• _Record excerpts_
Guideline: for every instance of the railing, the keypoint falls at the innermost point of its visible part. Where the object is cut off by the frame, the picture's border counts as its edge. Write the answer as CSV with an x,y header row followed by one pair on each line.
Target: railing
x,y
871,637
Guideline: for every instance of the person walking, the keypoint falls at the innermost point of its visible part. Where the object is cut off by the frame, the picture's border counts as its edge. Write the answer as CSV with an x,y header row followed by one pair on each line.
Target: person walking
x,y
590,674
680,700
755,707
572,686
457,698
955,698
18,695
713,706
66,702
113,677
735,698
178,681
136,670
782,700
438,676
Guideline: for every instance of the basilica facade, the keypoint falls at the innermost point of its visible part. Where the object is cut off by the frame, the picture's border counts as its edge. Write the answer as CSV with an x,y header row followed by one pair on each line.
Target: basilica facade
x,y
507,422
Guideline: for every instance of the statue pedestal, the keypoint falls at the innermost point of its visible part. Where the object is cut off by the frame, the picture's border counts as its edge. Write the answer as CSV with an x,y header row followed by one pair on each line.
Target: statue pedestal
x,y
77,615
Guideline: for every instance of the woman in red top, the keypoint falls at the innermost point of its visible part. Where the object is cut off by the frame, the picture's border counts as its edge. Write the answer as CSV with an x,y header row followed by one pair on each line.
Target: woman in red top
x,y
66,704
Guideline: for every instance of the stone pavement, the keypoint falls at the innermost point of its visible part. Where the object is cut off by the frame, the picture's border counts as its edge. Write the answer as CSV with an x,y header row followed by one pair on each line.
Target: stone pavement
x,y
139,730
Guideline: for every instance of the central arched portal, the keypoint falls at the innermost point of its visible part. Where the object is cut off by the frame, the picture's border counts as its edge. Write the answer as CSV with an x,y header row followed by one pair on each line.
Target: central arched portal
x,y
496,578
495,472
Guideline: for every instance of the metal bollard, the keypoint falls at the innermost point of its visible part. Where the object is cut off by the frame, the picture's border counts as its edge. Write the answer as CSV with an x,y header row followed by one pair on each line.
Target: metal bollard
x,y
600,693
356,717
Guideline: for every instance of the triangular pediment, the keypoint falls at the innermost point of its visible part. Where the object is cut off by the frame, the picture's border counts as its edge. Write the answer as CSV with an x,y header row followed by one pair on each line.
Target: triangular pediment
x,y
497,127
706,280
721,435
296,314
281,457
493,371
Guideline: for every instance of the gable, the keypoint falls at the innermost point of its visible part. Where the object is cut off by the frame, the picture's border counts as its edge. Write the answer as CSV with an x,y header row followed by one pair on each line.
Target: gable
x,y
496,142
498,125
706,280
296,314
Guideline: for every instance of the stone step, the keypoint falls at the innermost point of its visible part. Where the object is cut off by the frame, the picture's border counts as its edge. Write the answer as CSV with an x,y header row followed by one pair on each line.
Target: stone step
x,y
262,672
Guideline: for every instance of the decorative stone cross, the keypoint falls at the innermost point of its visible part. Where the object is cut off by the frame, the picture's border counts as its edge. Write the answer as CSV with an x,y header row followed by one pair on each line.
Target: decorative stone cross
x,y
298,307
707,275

• _Work instructions_
The entries shown above should be duplicated exactly.

• _Solution to this problem_
Guideline: for every instance of the railing, the keypoint falls at the innermost point of its visible part. Where the object is cut off by the frame, the picture's border counts as its edge. Write the answer as CSV with an x,y header row followed by one pair on each line.
Target: railing
x,y
871,637
Guideline: for every instance of the person walking, the keypoint falls at the innermost point of its visible part. Where the object is cut off by the frame, the picture's border counts as its edge. Write the answer as CSV with an x,y header row followed by one pair on each line.
Target: person walking
x,y
590,674
680,700
755,707
572,686
457,698
955,698
18,695
713,706
66,702
113,677
735,698
178,681
136,670
782,700
438,676
Guideline: for every instance of the basilica facade, the keypoint falls at the innermost point of its visible part. Where the object is cut off by the frame, the picture's border counts as its edge. Write the answer as CSV with an x,y header row followed by one pair on each line.
Target: basilica facade
x,y
507,422
Guideline: for every instance of the statue pedestal, the keypoint falls at the innermost point of its visible part. Where the object is cut off by the frame, the picture's border counts as its edge. Write the answer as CSV with an x,y header row followed by one pair on each line.
Target: statue pedestal
x,y
77,615
Guideline: for every instance of the woman in red top, the keypoint falls at the innermost point of its visible part. Where the object is cut off by the frame, the picture's border counts as its edge. Write the answer as CSV with an x,y header row followed by one pair on each line.
Target: woman in red top
x,y
66,704
Guideline: for every instance of the stone pavement, the keypoint falls at the innermost point of its visible part. Where the object is cut off by the frame, the picture's border counts as its edge. Write the answer as CSV with an x,y header row followed by one pair on each line.
Target: stone pavement
x,y
139,730
Guideline: for every instance of the central arched portal, the keypoint falls at the innermost point of its visible part. Where the object is cut off by the frame, the picture's border counts as its edge. Write the answer as CSV with an x,y header row followed by one pair on each line.
Target: central arched portal
x,y
496,578
495,472
Guideline: for every instance of the metal bollard, the keypoint falls at the innermost point of its visible part. Where the object is cut off by the frame, the picture's border counts as its edge. Write the answer as CSV with an x,y header row followed by one pair on each line.
Target: metal bollard
x,y
600,693
356,717
Guideline: for every instance of the triangular pediment, the keypoint falls at the innermost point of its visible part. Where the object is cut off by the frame, the picture's border counts as its edge. Write the answer as CSV with an x,y header row followed by one pair on each line.
Target: triangular pediment
x,y
497,127
706,280
721,435
296,314
281,457
493,371
Guideline: for every instance of the gable, the keypoint falls at the innermost point of its visible part. Where the object is cut off by the frame, the picture's border counts as its edge. Write the answer as CSV with an x,y header row followed by one pair on each line.
Target: gable
x,y
496,142
498,125
706,280
296,314
Guideline: for every instance of the stone step, the keypoint falls at the innermost point of its visible part. Where the object is cut off by the frame, the picture's border counts as its edge. Write the answer as CSV with an x,y header row followed by one pair on each line.
Target: stone step
x,y
262,672
Guideline: for every instance of the decorative stone cross, the keypoint falls at the innermost point of its visible part. Where the object is cut off by the frame, the picture's border counts as its edge. Write the answer as CSV with an x,y header row followed by one pair on each line.
Target: decorative stone cross
x,y
298,307
707,275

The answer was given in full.